#### [Problem details]
Word for word, reproduce the records that follow.

#### [Raw data]
************
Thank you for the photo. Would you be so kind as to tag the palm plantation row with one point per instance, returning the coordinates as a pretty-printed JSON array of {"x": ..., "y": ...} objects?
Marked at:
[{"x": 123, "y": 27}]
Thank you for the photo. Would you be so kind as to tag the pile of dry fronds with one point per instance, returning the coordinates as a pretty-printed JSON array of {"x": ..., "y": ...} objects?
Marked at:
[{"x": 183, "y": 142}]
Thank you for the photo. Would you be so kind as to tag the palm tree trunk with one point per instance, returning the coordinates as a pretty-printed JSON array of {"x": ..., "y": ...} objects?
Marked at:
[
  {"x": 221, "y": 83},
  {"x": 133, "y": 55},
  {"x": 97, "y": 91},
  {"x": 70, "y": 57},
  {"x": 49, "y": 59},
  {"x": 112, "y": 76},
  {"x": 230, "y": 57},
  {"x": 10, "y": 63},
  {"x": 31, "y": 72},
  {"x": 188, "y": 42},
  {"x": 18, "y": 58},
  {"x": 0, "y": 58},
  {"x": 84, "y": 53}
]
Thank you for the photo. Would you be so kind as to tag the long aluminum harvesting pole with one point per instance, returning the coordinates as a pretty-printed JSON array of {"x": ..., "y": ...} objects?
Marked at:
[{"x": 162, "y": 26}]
************
#### [Response to the exercise]
Thank you for the photo. Would you be so kind as to tag the palm plantation row with one point per instance, returning the coordinates as a pretty-printed JSON array of {"x": ..., "y": ...} objects?
Marked at:
[{"x": 123, "y": 27}]
Thank you for the photo. Would you be so kind as to tag the pile of dry fronds with one point per instance, returning the coordinates as a pretty-printed JSON array of {"x": ..., "y": ...} objects?
Marked at:
[{"x": 183, "y": 142}]
Thank you for the photo. Would you be so kind as to tag the palm tree trunk with one point per instance, returning the coordinates as a pretty-printed JSON array of {"x": ..., "y": ...} objects?
Marked at:
[
  {"x": 221, "y": 83},
  {"x": 133, "y": 55},
  {"x": 97, "y": 91},
  {"x": 70, "y": 57},
  {"x": 49, "y": 59},
  {"x": 112, "y": 76},
  {"x": 230, "y": 57},
  {"x": 10, "y": 63},
  {"x": 31, "y": 72},
  {"x": 188, "y": 42},
  {"x": 18, "y": 58},
  {"x": 0, "y": 58},
  {"x": 84, "y": 53}
]
Thank you for the photo. Would you be so kind as to tag the long aluminum harvesting pole with one point per instance, returning the coordinates as a pretty-printed JSON array of {"x": ..., "y": ...} objects?
Marked at:
[{"x": 162, "y": 26}]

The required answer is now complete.